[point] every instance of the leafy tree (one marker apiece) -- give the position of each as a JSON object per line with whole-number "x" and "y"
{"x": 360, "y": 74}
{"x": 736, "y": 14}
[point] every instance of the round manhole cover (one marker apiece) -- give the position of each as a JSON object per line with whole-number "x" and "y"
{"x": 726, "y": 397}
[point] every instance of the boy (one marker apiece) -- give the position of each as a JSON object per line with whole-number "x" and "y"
---
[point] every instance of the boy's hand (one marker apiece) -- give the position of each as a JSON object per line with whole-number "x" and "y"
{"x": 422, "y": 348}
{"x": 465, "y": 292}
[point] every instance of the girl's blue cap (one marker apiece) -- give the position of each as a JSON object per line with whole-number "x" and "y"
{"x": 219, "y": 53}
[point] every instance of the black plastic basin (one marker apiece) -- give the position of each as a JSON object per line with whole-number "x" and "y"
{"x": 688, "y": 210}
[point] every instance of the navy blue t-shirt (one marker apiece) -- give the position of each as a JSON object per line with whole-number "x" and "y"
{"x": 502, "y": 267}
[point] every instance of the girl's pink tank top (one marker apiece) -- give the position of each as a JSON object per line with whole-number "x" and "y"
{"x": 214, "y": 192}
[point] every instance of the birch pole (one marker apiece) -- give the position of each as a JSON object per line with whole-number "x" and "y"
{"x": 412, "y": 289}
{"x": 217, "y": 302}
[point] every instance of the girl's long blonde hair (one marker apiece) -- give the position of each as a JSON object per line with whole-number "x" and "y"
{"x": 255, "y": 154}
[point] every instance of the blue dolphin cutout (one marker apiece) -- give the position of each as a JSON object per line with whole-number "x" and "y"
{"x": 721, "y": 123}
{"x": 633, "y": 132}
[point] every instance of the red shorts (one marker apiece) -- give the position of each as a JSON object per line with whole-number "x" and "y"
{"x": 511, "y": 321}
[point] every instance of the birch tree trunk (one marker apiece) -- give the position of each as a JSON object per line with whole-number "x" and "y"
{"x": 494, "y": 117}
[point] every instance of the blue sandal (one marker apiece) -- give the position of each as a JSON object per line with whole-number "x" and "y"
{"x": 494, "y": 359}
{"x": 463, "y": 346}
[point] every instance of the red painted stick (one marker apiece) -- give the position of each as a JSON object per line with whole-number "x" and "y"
* * *
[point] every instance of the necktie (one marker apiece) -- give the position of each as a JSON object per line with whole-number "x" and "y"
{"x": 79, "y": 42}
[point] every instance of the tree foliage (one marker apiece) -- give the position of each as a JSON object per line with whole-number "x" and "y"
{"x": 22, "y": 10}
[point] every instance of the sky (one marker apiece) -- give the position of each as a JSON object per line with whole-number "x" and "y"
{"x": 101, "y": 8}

Task =>
Once the line with "[point] every instance of the blue sandal" is found in the records above, print exactly that line and every line after it through the line with "[point] every instance of the red painted".

Expected output =>
[point] every instance of the blue sandal (one marker apiece) -- give the position of each as a JSON object per line with whole-number "x" and "y"
{"x": 494, "y": 359}
{"x": 463, "y": 346}
[point] every instance of the red painted stick (one marker apiece) -- give the position of each as a JSON object per line with whole-number "x" and "y"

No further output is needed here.